Page:
==========

Subject: How to reduce polygon count


attilako ( ) posted Thu, 20 November 2008 at 11:45 AM · edited Tue, 19 November 2024 at 10:55 AM

 Poser models have very high polygon count. How can I reduce it?
I have Mac platform. 

Thanks 
Attila


dphoadley ( ) posted Thu, 20 November 2008 at 12:03 PM

Use the older figures instead of the newer ones!  Some have made nice animations with the Poser 2 figures.  I myself prefer the Poser 4 and 5 ones, which I even remapped in UV Mapper Pro to take V3 and M3 textures.  You can find these remapped figures here in my freestuff.
DPH

  STOP PALESTINIAN CHILD ABUSE!!!! ISLAMIC HATRED OF JEWS


vholf ( ) posted Thu, 20 November 2008 at 12:10 PM

If you mean within poser, you can't. If you're trying to use poser figures inside an external application, then it depends on what you're using.


nyguy ( ) posted Thu, 20 November 2008 at 12:15 PM

This is something I am trying to figure out myself for a model I am creating. Some one has suggested to me depending on the model and the tools used to model it, there is not allot you can do.

==========

Excerpted data:

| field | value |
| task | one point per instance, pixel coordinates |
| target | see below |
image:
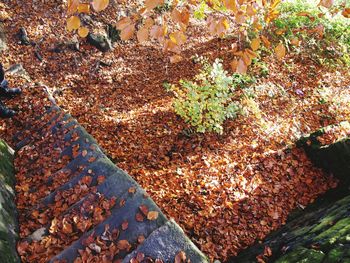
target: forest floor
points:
(226, 191)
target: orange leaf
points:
(150, 4)
(100, 5)
(72, 6)
(73, 23)
(127, 32)
(241, 67)
(84, 8)
(255, 44)
(326, 3)
(152, 215)
(280, 51)
(175, 59)
(142, 34)
(123, 245)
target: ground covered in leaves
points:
(226, 191)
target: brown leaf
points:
(152, 215)
(123, 244)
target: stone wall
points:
(321, 232)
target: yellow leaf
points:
(295, 41)
(84, 8)
(246, 58)
(83, 31)
(127, 32)
(100, 5)
(241, 67)
(234, 64)
(250, 53)
(149, 22)
(346, 12)
(158, 32)
(123, 23)
(142, 34)
(150, 4)
(251, 11)
(255, 44)
(72, 6)
(326, 3)
(73, 23)
(231, 5)
(171, 46)
(152, 215)
(178, 37)
(240, 18)
(280, 51)
(266, 42)
(181, 17)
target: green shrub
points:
(207, 101)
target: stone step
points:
(125, 228)
(69, 175)
(8, 213)
(165, 244)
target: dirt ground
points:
(226, 191)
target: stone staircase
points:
(75, 205)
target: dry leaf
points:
(152, 215)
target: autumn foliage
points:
(247, 19)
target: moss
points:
(336, 233)
(335, 255)
(302, 255)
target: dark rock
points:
(8, 213)
(165, 243)
(23, 37)
(101, 42)
(2, 38)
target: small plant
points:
(207, 101)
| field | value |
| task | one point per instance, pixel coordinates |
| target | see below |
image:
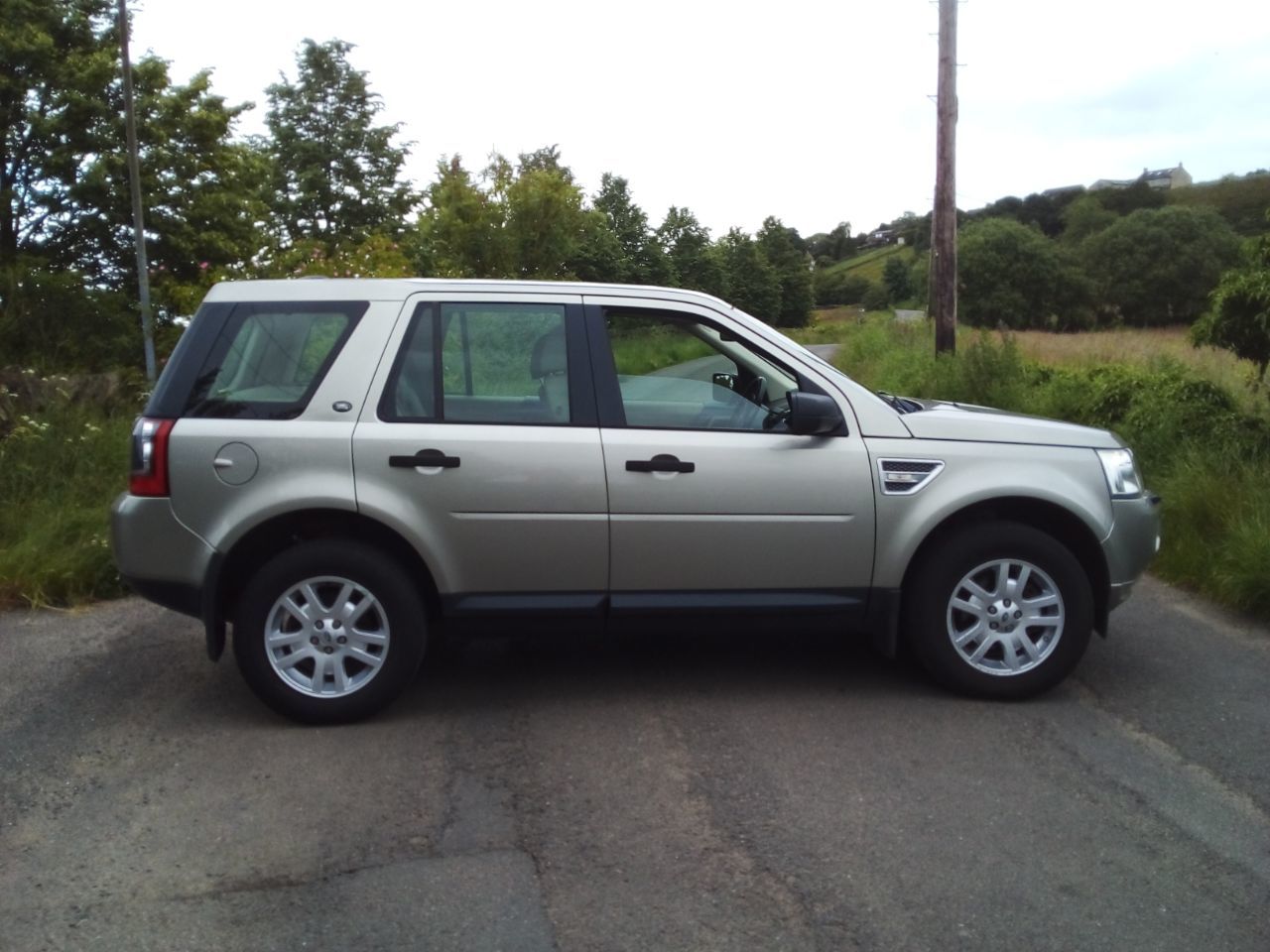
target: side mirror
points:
(812, 414)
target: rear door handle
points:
(426, 457)
(662, 462)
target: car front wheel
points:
(1000, 611)
(329, 631)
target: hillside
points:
(1241, 200)
(870, 263)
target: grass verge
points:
(59, 472)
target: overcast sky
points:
(813, 112)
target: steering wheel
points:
(752, 398)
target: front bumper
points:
(1132, 543)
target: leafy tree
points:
(375, 257)
(524, 221)
(753, 285)
(335, 172)
(875, 298)
(1239, 317)
(838, 287)
(694, 262)
(896, 277)
(834, 246)
(1159, 266)
(544, 213)
(461, 227)
(1015, 277)
(204, 194)
(643, 262)
(786, 253)
(598, 254)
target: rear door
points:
(480, 445)
(714, 504)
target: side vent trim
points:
(903, 477)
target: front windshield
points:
(822, 363)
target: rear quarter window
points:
(268, 358)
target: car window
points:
(481, 363)
(268, 359)
(681, 372)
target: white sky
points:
(813, 112)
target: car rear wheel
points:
(998, 611)
(329, 631)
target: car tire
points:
(998, 611)
(329, 631)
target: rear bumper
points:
(1132, 543)
(158, 556)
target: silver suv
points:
(338, 467)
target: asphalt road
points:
(717, 792)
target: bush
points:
(1011, 276)
(1159, 266)
(60, 467)
(875, 298)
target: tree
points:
(1125, 200)
(694, 262)
(1239, 316)
(786, 254)
(643, 262)
(753, 285)
(64, 181)
(544, 213)
(335, 172)
(1015, 277)
(1159, 266)
(59, 55)
(1083, 217)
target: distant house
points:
(1155, 178)
(1166, 178)
(879, 238)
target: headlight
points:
(1121, 472)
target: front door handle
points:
(426, 457)
(662, 462)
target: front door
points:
(483, 451)
(712, 502)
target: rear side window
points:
(270, 358)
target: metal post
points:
(139, 227)
(944, 221)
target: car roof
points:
(399, 289)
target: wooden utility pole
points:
(139, 227)
(944, 221)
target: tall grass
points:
(59, 471)
(1199, 444)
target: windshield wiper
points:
(896, 403)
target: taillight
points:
(149, 476)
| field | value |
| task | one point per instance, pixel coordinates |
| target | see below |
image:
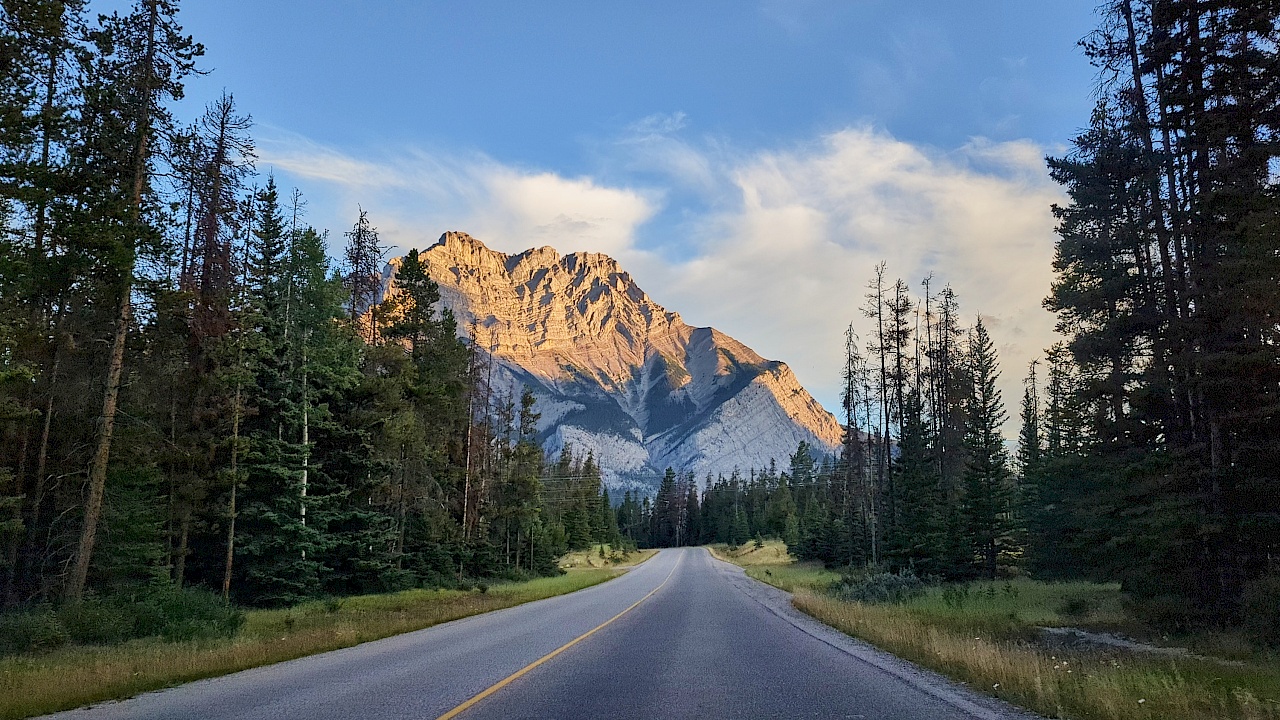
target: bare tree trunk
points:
(183, 536)
(115, 368)
(231, 505)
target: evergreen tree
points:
(987, 506)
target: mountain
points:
(615, 372)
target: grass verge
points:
(35, 684)
(987, 636)
(620, 559)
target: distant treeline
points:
(192, 393)
(1150, 445)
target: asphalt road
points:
(695, 638)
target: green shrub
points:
(1261, 607)
(32, 630)
(188, 614)
(880, 587)
(97, 621)
(1078, 606)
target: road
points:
(681, 636)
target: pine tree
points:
(987, 505)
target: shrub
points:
(97, 621)
(188, 614)
(32, 630)
(1075, 607)
(1261, 607)
(880, 587)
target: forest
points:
(193, 395)
(1150, 442)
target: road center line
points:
(520, 673)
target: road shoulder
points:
(961, 697)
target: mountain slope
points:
(615, 372)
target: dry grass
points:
(775, 552)
(982, 636)
(1074, 684)
(612, 557)
(74, 677)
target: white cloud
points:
(784, 244)
(785, 270)
(415, 196)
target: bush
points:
(878, 587)
(186, 614)
(97, 621)
(1075, 607)
(32, 630)
(1261, 607)
(173, 614)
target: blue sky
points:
(749, 162)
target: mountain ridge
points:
(617, 373)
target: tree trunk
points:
(115, 368)
(231, 505)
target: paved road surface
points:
(703, 642)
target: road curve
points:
(682, 636)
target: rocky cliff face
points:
(615, 372)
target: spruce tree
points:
(988, 496)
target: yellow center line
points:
(520, 673)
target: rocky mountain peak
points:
(617, 373)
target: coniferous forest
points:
(1150, 436)
(193, 393)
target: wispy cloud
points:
(776, 246)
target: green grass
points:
(772, 564)
(590, 557)
(986, 637)
(35, 684)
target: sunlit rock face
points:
(615, 372)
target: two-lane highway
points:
(681, 636)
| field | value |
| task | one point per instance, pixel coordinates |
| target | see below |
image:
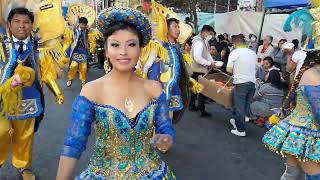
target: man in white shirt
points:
(266, 49)
(296, 59)
(202, 63)
(242, 64)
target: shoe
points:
(237, 133)
(261, 122)
(205, 114)
(193, 108)
(69, 83)
(233, 123)
(247, 119)
(27, 174)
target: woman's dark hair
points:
(289, 102)
(227, 50)
(124, 26)
(252, 35)
(274, 79)
(208, 28)
(283, 40)
(172, 20)
(221, 37)
(269, 59)
(20, 11)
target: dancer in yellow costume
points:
(162, 59)
(26, 60)
(83, 41)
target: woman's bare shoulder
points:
(153, 88)
(90, 89)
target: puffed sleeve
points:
(162, 119)
(313, 94)
(82, 117)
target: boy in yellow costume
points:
(163, 61)
(25, 62)
(79, 53)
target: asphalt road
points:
(204, 150)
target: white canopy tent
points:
(237, 22)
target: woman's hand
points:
(163, 142)
(16, 81)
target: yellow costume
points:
(22, 106)
(162, 61)
(83, 42)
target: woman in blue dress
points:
(297, 137)
(126, 111)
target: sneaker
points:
(237, 133)
(83, 83)
(205, 114)
(233, 123)
(193, 108)
(69, 83)
(247, 119)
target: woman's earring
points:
(107, 66)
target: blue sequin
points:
(122, 147)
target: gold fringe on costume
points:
(2, 56)
(92, 38)
(141, 73)
(196, 87)
(52, 59)
(11, 97)
(67, 38)
(188, 59)
(274, 119)
(160, 20)
(161, 51)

==========

Required tasks:
1. In the forum thread, which Poser figures does dphoadley say he prefers?
2. Reproduce the forum thread's text exactly, starting at "Subject: How to" and ending at "have Mac platform.".
The items aren't needed here.

Replies:
1. The Poser 4 and 5 figures.

2.
Subject: How to reduce polygon count


attilako ( ) posted Thu, 20 November 2008 at 11:45 AM · edited Tue, 19 November 2024 at 10:55 AM

 Poser models have very high polygon count. How can I reduce it?
I have Mac platform.